┌─ MATERIAL SUPPLIED

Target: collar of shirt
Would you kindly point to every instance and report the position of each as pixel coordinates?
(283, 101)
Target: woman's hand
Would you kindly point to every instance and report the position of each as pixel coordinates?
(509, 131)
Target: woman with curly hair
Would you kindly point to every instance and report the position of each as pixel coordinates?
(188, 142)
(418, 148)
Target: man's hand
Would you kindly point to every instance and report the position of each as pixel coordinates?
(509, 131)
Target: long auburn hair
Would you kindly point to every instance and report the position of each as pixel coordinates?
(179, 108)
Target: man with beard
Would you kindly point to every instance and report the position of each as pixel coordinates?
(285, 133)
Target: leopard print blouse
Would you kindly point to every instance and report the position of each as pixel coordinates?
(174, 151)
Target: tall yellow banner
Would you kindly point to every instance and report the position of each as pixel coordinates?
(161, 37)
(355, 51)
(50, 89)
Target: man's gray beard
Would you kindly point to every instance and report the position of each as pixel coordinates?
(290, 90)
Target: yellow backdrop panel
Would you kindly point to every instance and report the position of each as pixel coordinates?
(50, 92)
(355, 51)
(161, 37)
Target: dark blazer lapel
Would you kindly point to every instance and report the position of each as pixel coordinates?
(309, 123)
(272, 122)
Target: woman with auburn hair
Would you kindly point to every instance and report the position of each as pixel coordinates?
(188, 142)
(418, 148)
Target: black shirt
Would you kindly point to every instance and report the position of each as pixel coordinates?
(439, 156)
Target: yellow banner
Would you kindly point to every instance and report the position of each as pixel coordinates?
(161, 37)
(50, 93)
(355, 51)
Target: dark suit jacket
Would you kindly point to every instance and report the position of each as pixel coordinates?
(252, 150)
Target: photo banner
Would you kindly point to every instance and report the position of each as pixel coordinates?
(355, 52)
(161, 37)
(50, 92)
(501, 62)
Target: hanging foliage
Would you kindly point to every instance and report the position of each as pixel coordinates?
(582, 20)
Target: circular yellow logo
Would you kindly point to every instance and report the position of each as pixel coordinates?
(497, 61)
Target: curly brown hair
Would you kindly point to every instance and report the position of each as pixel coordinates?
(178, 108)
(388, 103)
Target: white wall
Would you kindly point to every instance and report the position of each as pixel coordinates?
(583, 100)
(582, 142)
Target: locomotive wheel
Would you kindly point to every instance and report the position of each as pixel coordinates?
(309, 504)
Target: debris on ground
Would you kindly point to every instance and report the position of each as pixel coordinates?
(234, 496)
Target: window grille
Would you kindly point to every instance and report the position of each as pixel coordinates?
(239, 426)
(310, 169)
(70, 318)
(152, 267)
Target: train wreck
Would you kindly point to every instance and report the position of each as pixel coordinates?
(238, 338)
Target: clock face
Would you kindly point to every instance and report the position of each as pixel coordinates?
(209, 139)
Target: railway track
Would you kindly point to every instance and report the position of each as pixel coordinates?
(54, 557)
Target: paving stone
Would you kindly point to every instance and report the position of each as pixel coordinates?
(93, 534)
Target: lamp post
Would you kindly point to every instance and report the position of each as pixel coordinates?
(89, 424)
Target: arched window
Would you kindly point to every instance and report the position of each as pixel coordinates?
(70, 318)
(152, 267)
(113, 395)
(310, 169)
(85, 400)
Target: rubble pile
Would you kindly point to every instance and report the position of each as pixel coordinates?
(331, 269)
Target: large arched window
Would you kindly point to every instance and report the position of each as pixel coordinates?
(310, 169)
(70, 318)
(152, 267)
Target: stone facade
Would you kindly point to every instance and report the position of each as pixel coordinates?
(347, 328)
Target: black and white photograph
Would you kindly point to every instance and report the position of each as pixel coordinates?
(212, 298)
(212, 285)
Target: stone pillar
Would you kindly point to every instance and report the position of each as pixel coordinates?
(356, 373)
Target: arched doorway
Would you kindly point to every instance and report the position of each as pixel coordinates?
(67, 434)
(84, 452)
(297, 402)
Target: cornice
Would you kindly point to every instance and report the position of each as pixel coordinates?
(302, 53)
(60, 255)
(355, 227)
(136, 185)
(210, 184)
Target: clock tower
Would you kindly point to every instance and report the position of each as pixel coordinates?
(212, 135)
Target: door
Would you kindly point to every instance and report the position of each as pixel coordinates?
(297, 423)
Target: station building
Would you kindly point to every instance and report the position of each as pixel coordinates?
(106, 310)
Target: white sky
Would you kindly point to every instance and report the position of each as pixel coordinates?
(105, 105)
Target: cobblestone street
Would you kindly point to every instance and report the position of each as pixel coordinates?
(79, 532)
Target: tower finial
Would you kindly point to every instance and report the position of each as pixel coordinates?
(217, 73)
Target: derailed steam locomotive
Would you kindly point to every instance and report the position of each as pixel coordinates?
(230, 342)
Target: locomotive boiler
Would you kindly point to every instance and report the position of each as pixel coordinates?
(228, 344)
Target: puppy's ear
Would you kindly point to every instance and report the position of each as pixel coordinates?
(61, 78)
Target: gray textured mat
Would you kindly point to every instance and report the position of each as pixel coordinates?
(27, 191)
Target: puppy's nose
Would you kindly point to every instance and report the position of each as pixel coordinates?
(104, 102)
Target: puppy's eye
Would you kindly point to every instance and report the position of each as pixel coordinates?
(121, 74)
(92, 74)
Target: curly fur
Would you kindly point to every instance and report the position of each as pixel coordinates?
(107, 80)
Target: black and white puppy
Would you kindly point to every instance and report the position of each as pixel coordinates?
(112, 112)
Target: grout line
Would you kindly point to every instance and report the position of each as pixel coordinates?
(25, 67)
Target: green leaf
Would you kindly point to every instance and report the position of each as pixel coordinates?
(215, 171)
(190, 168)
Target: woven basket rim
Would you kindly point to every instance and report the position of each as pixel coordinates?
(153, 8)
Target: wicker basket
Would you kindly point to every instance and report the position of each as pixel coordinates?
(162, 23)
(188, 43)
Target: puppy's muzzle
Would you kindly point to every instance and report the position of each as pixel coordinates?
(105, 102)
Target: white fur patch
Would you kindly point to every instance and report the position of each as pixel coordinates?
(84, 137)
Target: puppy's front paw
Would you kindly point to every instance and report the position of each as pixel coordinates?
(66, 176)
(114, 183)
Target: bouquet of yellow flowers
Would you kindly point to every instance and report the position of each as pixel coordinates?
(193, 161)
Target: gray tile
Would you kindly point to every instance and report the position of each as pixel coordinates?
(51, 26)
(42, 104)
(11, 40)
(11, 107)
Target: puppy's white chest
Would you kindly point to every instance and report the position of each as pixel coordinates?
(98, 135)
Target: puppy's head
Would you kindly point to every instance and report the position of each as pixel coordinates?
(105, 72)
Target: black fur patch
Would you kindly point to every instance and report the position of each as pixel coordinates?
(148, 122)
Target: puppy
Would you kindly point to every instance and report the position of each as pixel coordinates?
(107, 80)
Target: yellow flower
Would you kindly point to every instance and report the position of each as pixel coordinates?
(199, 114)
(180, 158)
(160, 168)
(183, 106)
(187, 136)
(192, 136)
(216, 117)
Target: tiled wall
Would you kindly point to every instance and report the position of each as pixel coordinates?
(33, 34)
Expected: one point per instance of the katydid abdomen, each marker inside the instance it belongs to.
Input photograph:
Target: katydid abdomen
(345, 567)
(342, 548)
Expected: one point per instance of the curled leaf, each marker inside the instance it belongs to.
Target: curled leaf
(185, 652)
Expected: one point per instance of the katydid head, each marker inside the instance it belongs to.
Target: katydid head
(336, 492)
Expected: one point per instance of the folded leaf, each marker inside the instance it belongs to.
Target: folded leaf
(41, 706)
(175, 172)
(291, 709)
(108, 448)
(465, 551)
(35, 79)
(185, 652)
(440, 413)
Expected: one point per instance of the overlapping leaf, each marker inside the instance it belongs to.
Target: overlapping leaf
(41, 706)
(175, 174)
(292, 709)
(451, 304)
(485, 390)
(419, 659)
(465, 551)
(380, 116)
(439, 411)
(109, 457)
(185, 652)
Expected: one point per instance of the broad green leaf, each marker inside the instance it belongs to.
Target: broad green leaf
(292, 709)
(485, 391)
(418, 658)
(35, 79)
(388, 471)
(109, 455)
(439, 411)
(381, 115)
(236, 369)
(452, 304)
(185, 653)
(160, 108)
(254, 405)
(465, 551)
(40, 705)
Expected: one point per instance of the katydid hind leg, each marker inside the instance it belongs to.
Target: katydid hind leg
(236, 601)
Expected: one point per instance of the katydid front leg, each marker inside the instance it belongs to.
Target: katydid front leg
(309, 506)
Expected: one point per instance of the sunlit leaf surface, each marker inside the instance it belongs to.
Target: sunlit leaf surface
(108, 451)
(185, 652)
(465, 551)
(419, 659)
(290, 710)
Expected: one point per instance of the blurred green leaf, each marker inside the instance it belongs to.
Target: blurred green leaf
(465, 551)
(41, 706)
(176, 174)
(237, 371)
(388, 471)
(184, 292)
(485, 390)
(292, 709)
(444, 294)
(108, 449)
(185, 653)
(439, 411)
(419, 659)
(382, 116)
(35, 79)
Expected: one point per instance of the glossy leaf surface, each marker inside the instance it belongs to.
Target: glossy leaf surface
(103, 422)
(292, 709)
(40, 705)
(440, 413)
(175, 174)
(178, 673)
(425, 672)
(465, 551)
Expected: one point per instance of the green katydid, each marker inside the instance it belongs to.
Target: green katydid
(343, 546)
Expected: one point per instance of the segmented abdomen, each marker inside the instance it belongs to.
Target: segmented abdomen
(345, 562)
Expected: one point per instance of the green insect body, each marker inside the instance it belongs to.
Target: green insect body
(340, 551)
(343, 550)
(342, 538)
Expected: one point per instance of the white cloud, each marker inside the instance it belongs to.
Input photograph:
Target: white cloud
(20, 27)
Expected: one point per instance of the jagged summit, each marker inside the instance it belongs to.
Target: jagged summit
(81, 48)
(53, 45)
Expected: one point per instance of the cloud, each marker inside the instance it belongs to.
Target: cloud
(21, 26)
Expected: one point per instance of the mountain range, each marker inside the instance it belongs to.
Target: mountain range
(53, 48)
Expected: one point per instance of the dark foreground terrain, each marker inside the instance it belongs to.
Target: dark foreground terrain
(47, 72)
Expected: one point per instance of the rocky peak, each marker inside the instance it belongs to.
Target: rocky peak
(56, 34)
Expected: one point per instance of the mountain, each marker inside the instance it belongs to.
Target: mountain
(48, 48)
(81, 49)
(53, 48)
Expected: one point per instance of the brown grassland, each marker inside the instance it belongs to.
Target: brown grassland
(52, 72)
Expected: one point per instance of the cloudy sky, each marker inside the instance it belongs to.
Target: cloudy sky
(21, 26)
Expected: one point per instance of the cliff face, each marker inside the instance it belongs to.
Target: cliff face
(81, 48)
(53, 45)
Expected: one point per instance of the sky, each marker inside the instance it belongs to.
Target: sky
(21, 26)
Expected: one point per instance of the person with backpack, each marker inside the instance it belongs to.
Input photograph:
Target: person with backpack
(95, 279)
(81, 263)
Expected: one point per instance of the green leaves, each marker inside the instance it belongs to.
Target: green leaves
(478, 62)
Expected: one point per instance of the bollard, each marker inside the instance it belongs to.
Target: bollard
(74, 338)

└─

**AIM OF THE EXERCISE:**
The reply should consist solely of the lines above from the one that has "Target: katydid front leg" through the one that has "Expected: one point per instance of the blurred", reproduced exactly.

**RESPONSE TO THIS EXERCISE:**
Target: katydid front leg
(309, 506)
Expected: one point per instance of the sunlit leaf surface, each marker inside the instance it belongs to.
Target: sunlit leaf surface
(108, 451)
(185, 652)
(465, 551)
(419, 659)
(290, 710)
Expected: one point per instance of the blurred green leaf, each marker inside the instance it belongs to.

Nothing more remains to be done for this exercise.